#### 記事
_ _ _ _ _

「錬金術」が「科学」に変わった時-6…佐渡の鉱山史を学んでみる

https://tekkenoyaji.hatenablog.com/entry/2023/03/14/065055

https://tekkenoyaji.hatenablog.com/entry/2022/05/31/195723

この辺を前項として。

折角なので、阿仁銅山,加護山精錬所だけではなく、別の鉱山にも展開してみようではないか。

まぁ黄金山産金遺跡の項は、参考文献の通り、これを学ぼうと思って入手した文献の中にあったと言う事。

敢えて…布石だった。

関連項は、

https://tekkenoyaji.hatenablog.com/entry/2023/03/20/203327

こちら、デ・レ・メタリカ

 

金と言ったら?

奥州藤原の黄金文化…

甲斐武田の軍資金…

でも、院内銀山らにここから技術導入したとの記述があるなら、やはりここしかあるまい…「佐渡金銀山」。

https://tekkenoyaji.hatenablog.com/entry/2023/03/19/100518

先に飛島も取り上げているので、離島も良いだろう。

但し、佐渡と飛島では絶対的な差がある。

それは何か?

佐渡には国衙があったことだ。

その辺も含めて学んでみよう。

 

佐渡が歴史上登場するのは?

これは知られた話。

古事記日本書紀、それも伊弉諾,伊奘冉の段で既に佐渡の名は記される。

13代成務天皇の時に佐渡國造が置かれ、36代孝徳天皇の時に中国として設定、45代聖武天皇の時に、一時越後に併合したが、後に佐渡國復帰の様で。

我々のブログの中で、こんな記事から始まるのは初めてかも知れない。

長くなるので、詳細の佐渡の歴史は、別の折に回す事に。

_ _ _ _ _

#### データ一覧
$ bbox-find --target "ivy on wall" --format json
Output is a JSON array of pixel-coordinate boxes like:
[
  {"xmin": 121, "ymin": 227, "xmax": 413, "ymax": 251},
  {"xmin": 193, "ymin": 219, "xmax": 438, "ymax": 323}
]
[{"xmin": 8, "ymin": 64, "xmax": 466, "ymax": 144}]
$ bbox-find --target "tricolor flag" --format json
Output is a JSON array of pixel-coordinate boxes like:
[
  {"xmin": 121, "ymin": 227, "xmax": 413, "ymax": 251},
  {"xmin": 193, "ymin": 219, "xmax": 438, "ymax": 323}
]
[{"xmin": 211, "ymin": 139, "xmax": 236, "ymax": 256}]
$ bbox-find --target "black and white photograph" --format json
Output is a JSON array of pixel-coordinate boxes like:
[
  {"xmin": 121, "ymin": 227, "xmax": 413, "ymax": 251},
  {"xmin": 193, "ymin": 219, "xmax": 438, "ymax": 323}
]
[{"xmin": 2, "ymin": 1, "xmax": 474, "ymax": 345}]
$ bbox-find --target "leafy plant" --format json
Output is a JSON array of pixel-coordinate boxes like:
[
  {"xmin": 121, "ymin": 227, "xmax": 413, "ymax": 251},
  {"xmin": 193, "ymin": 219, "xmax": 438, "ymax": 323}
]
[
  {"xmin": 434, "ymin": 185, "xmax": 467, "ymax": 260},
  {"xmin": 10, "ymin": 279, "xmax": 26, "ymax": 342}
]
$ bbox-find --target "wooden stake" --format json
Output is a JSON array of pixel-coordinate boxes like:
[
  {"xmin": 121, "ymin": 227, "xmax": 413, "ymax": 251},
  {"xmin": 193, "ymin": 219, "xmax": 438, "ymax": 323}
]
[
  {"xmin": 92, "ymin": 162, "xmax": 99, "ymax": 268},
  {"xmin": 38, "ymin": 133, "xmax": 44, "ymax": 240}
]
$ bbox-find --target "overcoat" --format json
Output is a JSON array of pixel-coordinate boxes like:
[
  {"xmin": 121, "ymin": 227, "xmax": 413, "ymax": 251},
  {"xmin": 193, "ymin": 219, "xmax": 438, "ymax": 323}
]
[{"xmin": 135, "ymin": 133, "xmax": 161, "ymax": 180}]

_ _ _ _ _

#### 作業内容
1) 佐渡の鉱山史に関する記事と次の(a)〜(c)が一致するかを、それぞれ「はい」か「いいえ」で判定すること。各判定には、決め手となる記事中の語句を原文どおり引用して添えること。
(a) 佐渡と飛島の絶対的な差は、佐渡に国衙があったことである。
(b) 佐渡國造は36代孝徳天皇の時に置かれた。
(c) 佐渡の詳しい歴史はこの記事の中で述べられる。
2) 記事中の「13代成務天皇の時に」で始まる段落を、主要な事実を残して箇条書きに書き直せ。
3) 佐渡の鉱山史を扱った記事の最後の文から書き継ぎ、続きを執筆すること。

#### 解答
1)
(a) はい:「佐渡には国衙があったことだ。」
(b) いいえ:「13代成務天皇の時に佐渡國造が置かれ」
(c) いいえ:「長くなるので、詳細の佐渡の歴史は、別の折に回す事に。」

2)
- 13代成務天皇の時:佐渡國造が置かれる
- 36代孝徳天皇の時:中国として設定される
- 45代聖武天皇の時:一時越後に併合され、後に佐渡國に復帰した様子

3)
 

さてでは、佐渡の鉱山は何時から?

前項にあるように、我が国の産金の歴史は陸奥涌谷「黄金山産金遺跡」から。

後に750(天平勝平2)年に駿河から産金、ここらからあちこちで金銀銅の産出が解った様で、延喜式で租税として金の上納記事があるのは、陸奥の砂金二百両と下野の砂金百五十両,錬金八十四両。

貞観・元慶の頃の大陸との交易通貨は砂金と水銀、また遣唐使の留学でも砂金が使われたとか。

とは言え、まだ佐渡の鉱山記述はまだ全く無い模様。

では、佐渡の産金が記述されるのは?

ハッキリとした産金開始の記述は無い様だ。

が、白河天皇の頃(1073~1087)にはこの赤丸付近、「西三川」で産出される記事が今昔物語や宇治拾遺物語にあり、既に知られていとある。

また、世阿弥が1434年に佐渡に流刑にされたおりに書かれた(1436年著)「金嶋書」に記述があり、この段階でも採金が行われていたとする。

更に、豊臣秀吉の頃、秀吉から上杉景勝への書状に、

「   於佐渡国在々庄園地頭・御家人(と)号(し)構居城候由比度其元發向被致一国一城に可被究者也西三川砂金之義は任先例伏見大坂へ可被相納者也仍 而下知如件

天正十七年(筆者註:"一五八九"のルビ)丑六月        秀吉

上杉景勝殿   」

 

佐渡金銀山史の研究」 長谷川利平次 近藤出版社 平成3.7.10  より引用…

 

と、秀吉は西三川の砂金の事を知っていて、更に幕藩時代においても記述は残る。

つまり、ここ西三川は平安以降、採金はずーっと続けられていたと考えられる訳だ。

1784~1786(天明4~6)年に書かれた「金子文書」の砂金稼所の条に採金ど道具として「汰板(ゆりいた)」「もっこ」らの記載があるので、西三川の産金は砂金掘りだったと考えられる。

佐渡の産金は平安期に、ここ西三川の砂金から始まり、その後も継続された…まずは一つ目。

 

では次、実は銀山である。

「鶴子銀山」。

上の地図では紫丸の辺りになる。

ここは発見者と発見伝承が口伝され、「佐渡古実略記」「佐渡風土記」「佐渡年代記」らに記述があるそうだ、勿論伝承レベルではありそうだが。

その内容は、1542(天正11)年に、越後の茂右衛門と言う商人が商売で佐渡に来ていたが、ある夜に夜に船で後の銀山方向を見たときに銀を吹くような光を見て近寄ったところ金気を感じ、地の者や地頭の本間氏に掛け合い許可を取って試掘に至る。

ここで自然銀を発見した所から鶴子銀山の歴史が始まる。

本間氏とは、銀百枚を運上する約束をした為にその一帯を「百枚平(別名外山茂右衛門間歩)」と言うそうだ。

後に上杉景勝佐渡掌握の時に、外山に陣屋を立て、後に幕藩時代でも産金が続く。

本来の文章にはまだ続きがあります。